Deine Aufgabe:
Führe den Forenthread über den fallenden Kurs nach seiner letzten Zeile fort.

Lesetext:
Als "Zucken" würde ich den aktuellen Kurstrend nicht ansehen.
Der Rutsch auf 12000 € war ein "Zucken".

Das hier ist aktuell der freie Fall, mal schauen wann es wieder nach oben geht.

Bzgl. dem Finanzamt........jap.....da denke ich wird es bei dem einen oder anderen ein böses Erwachen geben.


Boaa.....schaut euch das an......wie Krank einfach nur......ich mache keine Werbung ich bin einfach nur schockiert
Profi 19" Silent Mining Rig 16x GTX1060  | eBay


Selbst im Alternate outlet kommen die Dinger mittlerweile an:

Grafikkarten Outlet-Artikel


----------



## Abductee (6. Februar 2018)

Auf welchem Weg bekommt das Finanzamt den Gewinn mit?


----------



## Dr Bakterius (6. Februar 2018)

Ist es jetzt wirklich der Absturz oder wieder nur ein stottern des Konjunkturmotors? Selbst wenn die Fahrt in den Keller geht wird es noch eine ganze Weile dauern bis sich die Preise halbwegs zivilisiert haben. Mal abwarten wohin die Reise jetzt geht


----------



## EmoJack (6. Februar 2018)

shadie schrieb:


> Als "Zucken" würde ich den aktuellen Kurstrend nicht ansehen.
> Der Rutsch auf 12000 € war ein "Zucken".
> 
> Das hier ist aktuell der freie Fall, mal schauen wann es wieder nach oben geht.
> ...


Ich sehe das eher zeitlich. Aus steuerlichen Gründen ist ein verkauf in den ersten 12 monaten nicht rentabel. Wer also heute vor 12 Monaten gekauft hat steht gut da, wer bei 20K gekauft hat kann noch fast ein ganzes jar warten, wohin sich der Kurs entwickelt. 
Für mich ist der kursanstieg inkl. dem jetzigen drop ein kurzes - wenn auch heftiges - zucken.


----------



## Grestorn (6. Februar 2018)

Vorliegende Daten:
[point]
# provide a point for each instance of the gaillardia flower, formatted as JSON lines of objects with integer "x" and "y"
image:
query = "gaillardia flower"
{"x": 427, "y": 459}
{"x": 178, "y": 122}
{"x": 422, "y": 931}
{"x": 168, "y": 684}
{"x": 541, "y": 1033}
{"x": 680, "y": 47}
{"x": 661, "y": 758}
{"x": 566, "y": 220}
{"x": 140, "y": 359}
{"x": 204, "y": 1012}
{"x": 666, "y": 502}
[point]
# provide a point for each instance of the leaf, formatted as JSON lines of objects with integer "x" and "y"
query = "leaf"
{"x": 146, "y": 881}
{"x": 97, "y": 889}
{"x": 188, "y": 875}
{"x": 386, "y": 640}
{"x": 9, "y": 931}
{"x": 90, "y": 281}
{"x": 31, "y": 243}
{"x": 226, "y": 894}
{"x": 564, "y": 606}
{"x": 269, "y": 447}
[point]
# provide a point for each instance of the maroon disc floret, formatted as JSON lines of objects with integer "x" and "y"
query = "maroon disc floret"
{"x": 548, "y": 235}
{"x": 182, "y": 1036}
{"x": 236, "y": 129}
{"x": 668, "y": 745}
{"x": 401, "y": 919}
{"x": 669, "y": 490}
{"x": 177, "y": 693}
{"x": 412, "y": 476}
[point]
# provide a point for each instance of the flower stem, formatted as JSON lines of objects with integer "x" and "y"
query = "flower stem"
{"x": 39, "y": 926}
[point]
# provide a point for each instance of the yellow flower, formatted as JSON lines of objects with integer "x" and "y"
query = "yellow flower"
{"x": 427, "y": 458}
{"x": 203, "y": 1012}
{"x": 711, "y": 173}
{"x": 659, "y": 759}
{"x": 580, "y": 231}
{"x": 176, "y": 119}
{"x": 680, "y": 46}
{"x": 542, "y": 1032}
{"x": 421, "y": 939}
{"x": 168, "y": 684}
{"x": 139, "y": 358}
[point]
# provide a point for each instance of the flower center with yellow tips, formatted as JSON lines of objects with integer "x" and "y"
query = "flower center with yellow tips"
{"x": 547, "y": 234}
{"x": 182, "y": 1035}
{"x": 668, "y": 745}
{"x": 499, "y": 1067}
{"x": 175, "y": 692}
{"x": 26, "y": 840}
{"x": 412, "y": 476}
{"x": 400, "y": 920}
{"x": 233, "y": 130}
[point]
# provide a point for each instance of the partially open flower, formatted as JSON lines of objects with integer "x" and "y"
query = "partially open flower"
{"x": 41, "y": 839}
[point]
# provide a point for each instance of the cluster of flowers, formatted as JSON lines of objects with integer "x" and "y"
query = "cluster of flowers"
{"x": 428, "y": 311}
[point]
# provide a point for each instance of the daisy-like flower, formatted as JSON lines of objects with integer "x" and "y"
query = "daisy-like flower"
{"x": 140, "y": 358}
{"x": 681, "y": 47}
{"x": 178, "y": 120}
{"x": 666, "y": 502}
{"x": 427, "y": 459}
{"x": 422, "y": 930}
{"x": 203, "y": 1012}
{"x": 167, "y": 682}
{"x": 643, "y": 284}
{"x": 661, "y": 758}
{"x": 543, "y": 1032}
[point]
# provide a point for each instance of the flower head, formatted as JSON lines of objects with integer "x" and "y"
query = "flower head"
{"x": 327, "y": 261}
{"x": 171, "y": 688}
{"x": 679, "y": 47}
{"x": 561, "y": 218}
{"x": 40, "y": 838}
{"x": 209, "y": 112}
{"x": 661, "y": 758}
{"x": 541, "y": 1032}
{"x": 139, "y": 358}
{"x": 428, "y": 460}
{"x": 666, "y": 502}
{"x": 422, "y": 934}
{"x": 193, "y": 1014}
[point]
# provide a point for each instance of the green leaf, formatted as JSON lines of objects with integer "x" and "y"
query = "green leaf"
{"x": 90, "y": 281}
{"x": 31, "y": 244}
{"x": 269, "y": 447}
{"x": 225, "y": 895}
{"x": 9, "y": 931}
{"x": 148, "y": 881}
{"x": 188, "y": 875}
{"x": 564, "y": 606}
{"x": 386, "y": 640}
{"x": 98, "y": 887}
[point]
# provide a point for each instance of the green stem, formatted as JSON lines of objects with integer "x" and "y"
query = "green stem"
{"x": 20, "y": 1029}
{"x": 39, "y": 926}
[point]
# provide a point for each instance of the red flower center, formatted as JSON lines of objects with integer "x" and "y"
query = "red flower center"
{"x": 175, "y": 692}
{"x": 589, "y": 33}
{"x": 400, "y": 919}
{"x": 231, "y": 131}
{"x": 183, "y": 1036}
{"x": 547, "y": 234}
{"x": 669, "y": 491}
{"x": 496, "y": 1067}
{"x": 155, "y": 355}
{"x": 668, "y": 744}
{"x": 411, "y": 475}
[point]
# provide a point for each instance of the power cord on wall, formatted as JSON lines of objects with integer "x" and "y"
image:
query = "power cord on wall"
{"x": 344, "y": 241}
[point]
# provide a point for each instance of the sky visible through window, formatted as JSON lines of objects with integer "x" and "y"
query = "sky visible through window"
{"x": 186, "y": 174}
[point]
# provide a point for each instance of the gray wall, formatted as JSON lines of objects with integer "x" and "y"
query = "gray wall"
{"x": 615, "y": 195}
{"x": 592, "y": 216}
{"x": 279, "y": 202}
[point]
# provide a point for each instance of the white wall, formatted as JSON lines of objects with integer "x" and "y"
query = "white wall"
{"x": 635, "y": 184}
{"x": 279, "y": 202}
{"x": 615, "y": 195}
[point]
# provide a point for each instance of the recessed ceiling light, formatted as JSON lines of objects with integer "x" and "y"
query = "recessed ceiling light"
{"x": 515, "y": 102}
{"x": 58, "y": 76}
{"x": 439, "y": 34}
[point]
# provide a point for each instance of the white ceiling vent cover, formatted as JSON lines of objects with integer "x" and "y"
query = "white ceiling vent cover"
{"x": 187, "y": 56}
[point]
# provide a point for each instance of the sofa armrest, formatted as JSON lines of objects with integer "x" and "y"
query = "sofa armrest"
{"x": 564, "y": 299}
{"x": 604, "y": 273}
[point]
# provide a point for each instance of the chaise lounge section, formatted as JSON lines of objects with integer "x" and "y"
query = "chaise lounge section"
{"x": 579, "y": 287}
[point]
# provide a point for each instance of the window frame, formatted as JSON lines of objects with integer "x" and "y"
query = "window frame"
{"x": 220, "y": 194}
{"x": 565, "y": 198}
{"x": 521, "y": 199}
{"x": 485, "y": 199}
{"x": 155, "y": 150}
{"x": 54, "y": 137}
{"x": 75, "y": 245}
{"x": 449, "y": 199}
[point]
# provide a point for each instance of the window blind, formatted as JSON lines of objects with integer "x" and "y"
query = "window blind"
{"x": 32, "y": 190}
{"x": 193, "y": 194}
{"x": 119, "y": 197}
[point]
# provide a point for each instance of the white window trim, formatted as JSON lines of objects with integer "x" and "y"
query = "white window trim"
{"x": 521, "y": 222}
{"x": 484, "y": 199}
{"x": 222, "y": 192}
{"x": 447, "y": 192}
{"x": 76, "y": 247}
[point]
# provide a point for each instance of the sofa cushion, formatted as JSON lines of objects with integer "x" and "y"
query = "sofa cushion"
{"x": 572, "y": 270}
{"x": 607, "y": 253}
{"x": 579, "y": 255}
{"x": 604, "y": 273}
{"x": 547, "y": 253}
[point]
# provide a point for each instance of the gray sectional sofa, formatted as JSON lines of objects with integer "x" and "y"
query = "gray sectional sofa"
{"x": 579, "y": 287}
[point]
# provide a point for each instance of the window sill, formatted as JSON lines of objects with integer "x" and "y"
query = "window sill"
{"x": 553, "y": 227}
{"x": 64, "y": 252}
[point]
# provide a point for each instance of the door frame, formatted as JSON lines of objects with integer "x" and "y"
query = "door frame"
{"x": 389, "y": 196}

Ergebnis:
Abductee schrieb:


> Auf welchem Weg bekommt das Finanzamt den Gewinn mit?



Durch eine Anfrage an der jeweiligen CryptoCoin-Börse?

Es reicht zu wissen, dass Du dort ein Konto bzw. ein Wallet hast. Dann kann es schon sein, dass Du nachweisen musst, welche Umsätze Du damit gemacht hast.

Warum sollte das auf einmal außerhalb von Recht und Regeln stehen?


----------



## Abductee (6. Februar 2018)

Tut es auch nicht, wenn das Wallet bei einer Börse im Ausland liegt glaub ich nur nicht das dort das heimische Finanzamt selbstständig nachfragt.


----------



## EmoJack (6. Februar 2018)

Naja sagen wir es mal so: Bei einem Großteil der Leute wird das FA es nicht heraus finden. Ähnlich wie bei Raubkopierern.
Für diejenigen, die erwischt werden, ist das aber auch kein Trost, da die Strafen oft nicht so zimperlich ausfallen. Besonders wenn es darum geht, ein Exempel zu statuieren, was man hier tun wird.


----------



## Grestorn (6. Februar 2018)

Sind das die selben Leute, die sich darüber aufregen, dass sich die Großkopferten um Steuern und Abgaben drücken, wo es nur geht?

Leuts, ihr nutzt die Infrastruktur der Gesellschaft. Also seid ehrlich und tragt Euren Teil bei. Das sollte selbstverständlich sein. Ich habe für Steuerhinterzug keinerlei Verständnis. Egal ob in großem oder kleinen Stil.

Das ist kein Kavaliersdelikt und für die Leute, die auch noch stolz darauf sind und sich im Applaus sonnen, weil sie ja so schlau sind und dem FA ein Schnippchen geschlagen haben, habe ich nur Verachtung übrig (kenne einige von der Sorte)


----------



## MezZo_Mix (6. Februar 2018)

E-Coin ist ja mal richtig am fliegen, von schlappe 10€ vor paar Tagen, und nun Richtung 300€.


----------



## Jibbomat (6. Februar 2018)

Verblüffend zu sehen, wieviele Miner da überhaupt noch dran sind.

Dachte das sich das Minen grad bei Bitcoin für private kleine Anlagen nicht mehr rentiert bzgl. Strom vs Ertrag.


----------



## ASD_588 (6. Februar 2018)

> Verblüffend zu sehen, wieviele Miner da überhaupt noch dran sind.
> 
> Dachte das sich das Minen grad bei Bitcoin für private kleine Anlagen nicht mehr rentiert bzgl. Strom vs Ertrag.



Eine abgezahlte Solaranlage regelt das und schon können die anfangen...


----------



## Leob12 (6. Februar 2018)

Grestorn schrieb:


> Durch eine Anfrage an der jeweiligen CryptoCoin-Börse?
> 
> Es reicht zu wissen, dass Du dort ein Konto bzw. ein Wallet hast. Dann kann es schon sein, dass Du nachweisen musst, welche Umsätze Du damit gemacht hast.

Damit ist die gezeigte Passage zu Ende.